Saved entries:

········

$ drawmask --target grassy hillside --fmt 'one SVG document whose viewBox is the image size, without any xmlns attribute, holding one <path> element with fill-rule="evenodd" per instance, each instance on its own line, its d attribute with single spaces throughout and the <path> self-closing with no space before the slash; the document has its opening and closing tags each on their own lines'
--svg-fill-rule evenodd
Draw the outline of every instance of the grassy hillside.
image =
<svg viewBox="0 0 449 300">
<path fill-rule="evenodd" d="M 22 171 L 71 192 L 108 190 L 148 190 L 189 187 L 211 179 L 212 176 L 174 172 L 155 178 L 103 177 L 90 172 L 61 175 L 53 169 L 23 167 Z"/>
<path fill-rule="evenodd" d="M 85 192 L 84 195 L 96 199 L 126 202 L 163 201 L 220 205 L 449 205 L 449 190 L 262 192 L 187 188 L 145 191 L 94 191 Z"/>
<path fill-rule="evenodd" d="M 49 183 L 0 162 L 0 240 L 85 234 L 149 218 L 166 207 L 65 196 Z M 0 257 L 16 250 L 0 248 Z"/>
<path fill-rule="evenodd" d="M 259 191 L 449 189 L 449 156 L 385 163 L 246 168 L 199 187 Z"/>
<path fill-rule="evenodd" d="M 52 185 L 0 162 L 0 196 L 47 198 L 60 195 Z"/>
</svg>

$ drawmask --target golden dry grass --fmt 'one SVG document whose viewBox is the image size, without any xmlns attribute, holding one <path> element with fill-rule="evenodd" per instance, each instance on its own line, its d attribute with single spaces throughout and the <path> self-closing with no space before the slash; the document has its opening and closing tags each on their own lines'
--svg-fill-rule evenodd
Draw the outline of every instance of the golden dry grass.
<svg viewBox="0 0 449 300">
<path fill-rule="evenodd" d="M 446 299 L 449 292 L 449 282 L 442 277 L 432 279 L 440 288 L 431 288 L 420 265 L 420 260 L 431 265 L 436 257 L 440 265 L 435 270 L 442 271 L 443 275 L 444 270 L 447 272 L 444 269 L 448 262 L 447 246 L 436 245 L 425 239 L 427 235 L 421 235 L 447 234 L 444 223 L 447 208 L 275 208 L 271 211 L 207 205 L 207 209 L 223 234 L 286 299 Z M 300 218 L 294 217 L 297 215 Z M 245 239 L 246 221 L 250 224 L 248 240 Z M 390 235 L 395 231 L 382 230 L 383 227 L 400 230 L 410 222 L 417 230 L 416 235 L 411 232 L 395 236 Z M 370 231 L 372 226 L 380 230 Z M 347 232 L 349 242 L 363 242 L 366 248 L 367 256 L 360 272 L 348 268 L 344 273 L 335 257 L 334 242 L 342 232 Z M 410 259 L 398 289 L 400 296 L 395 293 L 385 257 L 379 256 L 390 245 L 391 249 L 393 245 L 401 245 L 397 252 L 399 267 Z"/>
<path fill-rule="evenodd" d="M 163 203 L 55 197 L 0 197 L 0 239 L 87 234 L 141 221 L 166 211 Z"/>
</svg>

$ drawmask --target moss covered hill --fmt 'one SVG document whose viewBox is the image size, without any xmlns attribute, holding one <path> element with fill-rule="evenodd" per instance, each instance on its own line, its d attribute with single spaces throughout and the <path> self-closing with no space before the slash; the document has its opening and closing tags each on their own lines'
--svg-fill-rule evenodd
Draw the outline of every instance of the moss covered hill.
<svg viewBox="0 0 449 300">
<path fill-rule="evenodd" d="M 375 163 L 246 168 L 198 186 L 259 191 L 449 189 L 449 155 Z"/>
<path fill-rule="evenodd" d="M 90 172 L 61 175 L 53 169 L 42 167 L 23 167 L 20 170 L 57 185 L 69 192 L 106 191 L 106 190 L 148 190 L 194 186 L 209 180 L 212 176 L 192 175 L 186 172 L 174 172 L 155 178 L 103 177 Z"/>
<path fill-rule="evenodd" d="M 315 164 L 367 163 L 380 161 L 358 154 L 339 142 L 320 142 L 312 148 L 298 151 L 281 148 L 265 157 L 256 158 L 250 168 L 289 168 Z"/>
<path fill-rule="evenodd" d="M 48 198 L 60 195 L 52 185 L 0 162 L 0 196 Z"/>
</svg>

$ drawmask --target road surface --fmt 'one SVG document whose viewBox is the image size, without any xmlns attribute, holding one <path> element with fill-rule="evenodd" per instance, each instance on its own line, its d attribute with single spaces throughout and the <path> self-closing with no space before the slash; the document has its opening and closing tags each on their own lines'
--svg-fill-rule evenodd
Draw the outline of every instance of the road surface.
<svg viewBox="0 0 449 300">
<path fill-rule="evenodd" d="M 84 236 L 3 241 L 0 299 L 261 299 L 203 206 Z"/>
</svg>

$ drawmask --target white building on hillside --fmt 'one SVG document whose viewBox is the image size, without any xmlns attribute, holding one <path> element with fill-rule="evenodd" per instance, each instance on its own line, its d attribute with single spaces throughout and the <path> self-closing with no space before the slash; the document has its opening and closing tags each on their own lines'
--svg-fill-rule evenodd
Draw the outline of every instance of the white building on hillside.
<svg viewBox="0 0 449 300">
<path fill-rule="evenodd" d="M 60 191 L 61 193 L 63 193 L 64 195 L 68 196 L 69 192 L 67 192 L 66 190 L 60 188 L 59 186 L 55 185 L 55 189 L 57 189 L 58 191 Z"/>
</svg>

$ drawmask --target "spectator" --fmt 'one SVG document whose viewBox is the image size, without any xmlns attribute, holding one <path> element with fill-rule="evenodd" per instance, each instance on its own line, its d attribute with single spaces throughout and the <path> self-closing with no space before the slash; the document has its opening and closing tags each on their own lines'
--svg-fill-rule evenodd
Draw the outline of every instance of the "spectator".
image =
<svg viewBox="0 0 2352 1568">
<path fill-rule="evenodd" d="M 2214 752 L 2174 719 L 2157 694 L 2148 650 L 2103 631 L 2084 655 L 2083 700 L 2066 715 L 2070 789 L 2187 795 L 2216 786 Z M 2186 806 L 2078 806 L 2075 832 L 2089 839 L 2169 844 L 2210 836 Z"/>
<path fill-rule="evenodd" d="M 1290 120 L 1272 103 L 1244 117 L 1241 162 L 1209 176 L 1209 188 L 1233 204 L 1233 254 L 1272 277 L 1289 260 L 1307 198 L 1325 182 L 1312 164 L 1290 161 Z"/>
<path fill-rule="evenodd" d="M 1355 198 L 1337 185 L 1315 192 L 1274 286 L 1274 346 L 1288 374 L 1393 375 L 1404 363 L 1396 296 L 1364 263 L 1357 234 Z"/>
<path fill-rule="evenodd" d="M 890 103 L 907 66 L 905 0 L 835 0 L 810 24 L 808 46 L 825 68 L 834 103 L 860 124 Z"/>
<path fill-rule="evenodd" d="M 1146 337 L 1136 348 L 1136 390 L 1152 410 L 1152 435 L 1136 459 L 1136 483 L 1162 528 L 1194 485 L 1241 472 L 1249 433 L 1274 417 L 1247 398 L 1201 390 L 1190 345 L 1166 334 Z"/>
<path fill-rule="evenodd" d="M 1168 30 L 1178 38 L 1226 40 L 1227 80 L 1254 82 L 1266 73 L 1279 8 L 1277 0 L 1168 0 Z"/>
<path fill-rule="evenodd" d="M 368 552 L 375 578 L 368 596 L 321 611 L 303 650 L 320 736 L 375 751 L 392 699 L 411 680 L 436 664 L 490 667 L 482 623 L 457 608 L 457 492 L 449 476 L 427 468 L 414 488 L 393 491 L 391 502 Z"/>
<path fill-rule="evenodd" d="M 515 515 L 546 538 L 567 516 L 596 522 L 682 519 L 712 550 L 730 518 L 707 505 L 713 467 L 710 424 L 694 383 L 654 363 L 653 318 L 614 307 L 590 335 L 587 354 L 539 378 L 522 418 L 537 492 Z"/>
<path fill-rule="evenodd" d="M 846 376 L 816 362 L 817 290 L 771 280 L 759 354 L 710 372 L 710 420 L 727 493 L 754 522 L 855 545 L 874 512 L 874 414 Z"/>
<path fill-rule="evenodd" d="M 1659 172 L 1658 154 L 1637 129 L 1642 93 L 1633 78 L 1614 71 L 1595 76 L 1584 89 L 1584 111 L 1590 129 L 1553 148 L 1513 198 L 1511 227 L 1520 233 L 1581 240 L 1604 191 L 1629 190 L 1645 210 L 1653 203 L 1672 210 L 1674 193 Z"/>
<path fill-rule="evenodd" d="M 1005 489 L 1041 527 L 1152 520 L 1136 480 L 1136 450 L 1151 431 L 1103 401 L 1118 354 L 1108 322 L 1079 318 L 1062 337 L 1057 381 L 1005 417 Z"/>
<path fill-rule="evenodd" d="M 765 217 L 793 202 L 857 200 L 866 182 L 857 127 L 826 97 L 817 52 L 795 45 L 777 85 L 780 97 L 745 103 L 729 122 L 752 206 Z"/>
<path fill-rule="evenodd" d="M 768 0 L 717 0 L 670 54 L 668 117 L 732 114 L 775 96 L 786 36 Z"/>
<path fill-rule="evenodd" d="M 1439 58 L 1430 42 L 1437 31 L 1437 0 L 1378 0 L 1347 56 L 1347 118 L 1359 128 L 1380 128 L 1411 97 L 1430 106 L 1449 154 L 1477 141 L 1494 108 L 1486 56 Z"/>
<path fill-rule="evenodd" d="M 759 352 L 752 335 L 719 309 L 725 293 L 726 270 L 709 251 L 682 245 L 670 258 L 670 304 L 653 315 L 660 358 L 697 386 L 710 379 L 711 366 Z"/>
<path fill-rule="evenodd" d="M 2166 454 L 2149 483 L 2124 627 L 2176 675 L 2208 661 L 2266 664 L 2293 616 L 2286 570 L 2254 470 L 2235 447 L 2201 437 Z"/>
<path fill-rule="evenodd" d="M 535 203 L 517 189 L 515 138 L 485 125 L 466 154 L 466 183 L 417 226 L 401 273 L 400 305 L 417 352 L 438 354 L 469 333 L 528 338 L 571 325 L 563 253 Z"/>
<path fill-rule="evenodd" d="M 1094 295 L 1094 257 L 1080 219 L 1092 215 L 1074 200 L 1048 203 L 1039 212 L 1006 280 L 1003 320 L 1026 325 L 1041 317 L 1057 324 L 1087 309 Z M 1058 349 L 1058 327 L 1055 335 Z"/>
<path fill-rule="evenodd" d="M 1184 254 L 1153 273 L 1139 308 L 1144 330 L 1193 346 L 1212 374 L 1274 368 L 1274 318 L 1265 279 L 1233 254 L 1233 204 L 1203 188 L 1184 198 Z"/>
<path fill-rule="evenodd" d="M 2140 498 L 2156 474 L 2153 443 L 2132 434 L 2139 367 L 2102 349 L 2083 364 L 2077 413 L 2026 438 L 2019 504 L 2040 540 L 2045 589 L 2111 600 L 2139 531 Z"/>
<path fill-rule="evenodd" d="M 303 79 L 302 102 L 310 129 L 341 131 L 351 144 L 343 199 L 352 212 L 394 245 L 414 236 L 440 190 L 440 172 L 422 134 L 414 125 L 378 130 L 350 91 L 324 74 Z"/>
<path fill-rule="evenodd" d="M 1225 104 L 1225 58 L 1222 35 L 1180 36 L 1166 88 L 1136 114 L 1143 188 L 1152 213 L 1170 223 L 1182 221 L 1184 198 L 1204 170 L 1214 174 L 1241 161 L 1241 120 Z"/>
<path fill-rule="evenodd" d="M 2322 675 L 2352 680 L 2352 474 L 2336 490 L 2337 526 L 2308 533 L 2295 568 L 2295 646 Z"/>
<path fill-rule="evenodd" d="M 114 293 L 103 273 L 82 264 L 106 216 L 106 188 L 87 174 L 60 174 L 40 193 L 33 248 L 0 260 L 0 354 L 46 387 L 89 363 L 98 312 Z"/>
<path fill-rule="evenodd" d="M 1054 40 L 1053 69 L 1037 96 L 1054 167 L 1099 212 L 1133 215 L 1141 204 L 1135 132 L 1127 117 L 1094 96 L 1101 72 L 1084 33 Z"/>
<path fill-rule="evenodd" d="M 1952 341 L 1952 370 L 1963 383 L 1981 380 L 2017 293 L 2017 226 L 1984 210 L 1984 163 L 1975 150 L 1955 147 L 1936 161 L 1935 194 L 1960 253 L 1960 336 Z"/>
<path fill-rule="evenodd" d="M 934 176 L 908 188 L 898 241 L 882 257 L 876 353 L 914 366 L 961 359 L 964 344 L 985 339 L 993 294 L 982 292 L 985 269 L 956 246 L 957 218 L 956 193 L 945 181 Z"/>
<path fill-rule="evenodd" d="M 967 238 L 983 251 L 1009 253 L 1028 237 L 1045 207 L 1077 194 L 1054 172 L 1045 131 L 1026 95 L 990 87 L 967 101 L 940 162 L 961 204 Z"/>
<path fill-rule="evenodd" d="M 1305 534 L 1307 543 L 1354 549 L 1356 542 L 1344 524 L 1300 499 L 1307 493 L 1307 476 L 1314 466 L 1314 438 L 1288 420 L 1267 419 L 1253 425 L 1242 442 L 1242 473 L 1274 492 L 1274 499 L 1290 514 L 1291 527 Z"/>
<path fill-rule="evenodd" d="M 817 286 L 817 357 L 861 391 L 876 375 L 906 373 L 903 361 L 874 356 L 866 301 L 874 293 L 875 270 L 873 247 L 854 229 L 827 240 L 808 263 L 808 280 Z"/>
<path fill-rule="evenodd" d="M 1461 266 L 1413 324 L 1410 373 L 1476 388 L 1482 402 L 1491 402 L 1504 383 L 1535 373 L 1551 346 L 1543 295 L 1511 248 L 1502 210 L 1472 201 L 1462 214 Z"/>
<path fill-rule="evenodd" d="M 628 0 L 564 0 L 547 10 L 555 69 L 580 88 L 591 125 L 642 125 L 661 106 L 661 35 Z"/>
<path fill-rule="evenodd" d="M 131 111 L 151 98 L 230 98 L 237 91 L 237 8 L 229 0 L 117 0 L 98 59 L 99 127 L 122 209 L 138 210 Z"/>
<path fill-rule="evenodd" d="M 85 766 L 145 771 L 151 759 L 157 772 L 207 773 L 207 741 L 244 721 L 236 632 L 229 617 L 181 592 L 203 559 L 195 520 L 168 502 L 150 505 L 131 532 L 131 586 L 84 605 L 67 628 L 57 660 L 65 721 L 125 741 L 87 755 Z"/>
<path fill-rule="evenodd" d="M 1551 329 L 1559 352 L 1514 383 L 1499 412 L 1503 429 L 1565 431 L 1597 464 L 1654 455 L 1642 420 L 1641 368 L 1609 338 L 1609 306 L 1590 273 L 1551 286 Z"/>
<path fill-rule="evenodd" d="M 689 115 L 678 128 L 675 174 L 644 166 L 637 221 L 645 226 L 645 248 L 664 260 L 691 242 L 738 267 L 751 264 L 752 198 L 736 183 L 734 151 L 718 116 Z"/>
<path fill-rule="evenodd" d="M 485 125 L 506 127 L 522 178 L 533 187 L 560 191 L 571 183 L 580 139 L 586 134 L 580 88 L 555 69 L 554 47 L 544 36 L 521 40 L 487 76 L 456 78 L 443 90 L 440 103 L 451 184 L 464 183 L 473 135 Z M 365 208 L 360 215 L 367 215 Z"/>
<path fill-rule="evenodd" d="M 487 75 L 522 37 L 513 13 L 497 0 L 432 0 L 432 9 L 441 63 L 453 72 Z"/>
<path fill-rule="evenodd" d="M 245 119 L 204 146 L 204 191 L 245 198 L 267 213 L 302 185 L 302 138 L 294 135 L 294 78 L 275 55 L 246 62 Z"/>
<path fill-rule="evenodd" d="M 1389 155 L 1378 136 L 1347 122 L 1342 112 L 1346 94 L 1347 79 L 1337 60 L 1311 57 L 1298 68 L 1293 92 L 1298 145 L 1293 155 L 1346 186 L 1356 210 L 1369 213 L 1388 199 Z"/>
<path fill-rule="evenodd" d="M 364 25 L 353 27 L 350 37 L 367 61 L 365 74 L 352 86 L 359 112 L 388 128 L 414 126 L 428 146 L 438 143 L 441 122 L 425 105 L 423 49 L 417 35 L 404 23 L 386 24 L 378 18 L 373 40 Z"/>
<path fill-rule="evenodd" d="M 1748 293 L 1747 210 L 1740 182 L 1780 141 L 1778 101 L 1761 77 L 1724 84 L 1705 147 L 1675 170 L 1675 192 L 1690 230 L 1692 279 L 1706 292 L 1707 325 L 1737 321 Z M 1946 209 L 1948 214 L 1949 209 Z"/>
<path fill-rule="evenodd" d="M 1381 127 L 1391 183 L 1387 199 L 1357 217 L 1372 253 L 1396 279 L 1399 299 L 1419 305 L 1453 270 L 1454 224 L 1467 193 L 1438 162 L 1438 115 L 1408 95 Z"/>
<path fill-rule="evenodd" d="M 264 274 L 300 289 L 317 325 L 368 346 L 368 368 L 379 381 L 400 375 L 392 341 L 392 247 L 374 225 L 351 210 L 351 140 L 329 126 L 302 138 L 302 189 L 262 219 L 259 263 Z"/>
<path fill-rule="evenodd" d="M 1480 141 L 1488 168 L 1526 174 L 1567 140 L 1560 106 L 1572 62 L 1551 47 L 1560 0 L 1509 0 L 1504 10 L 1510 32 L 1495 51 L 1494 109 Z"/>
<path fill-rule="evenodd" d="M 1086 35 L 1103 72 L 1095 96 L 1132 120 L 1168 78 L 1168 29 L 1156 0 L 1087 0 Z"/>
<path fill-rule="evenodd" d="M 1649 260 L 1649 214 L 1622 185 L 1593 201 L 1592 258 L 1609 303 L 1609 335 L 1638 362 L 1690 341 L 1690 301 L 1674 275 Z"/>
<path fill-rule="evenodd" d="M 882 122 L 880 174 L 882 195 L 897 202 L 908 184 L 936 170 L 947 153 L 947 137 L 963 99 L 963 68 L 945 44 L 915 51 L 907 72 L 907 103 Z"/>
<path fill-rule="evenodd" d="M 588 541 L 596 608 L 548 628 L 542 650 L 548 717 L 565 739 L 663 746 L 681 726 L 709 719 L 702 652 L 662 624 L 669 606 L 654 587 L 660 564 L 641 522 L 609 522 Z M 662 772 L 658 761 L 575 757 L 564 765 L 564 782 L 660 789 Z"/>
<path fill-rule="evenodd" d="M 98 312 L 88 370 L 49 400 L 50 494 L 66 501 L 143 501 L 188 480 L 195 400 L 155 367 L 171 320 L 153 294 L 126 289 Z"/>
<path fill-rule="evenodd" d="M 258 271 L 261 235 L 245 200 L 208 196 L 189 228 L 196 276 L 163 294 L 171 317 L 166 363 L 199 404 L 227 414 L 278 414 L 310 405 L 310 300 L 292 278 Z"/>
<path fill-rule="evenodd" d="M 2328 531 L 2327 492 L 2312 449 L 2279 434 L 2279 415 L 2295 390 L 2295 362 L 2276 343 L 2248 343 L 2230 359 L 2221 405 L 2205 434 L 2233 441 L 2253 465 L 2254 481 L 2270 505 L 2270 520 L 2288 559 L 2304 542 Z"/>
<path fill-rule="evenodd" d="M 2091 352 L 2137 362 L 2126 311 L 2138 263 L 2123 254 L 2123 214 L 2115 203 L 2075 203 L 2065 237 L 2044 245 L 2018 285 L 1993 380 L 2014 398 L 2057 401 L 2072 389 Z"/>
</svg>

········

### ACTIVITY
Would you please copy every line in the data that contains the word "spectator"?

### RESPONSE BELOW
$ drawmask --target "spectator" --fmt 'one SVG document whose viewBox is the image size, without any xmlns attribute, holding one <path> element with fill-rule="evenodd" per instance, each instance on its own line, its d attribute with single spaces throughout and the <path> self-closing with no space before the slash; the document has its opening and closing tags each on their own lines'
Draw the outline of every instance of the "spectator".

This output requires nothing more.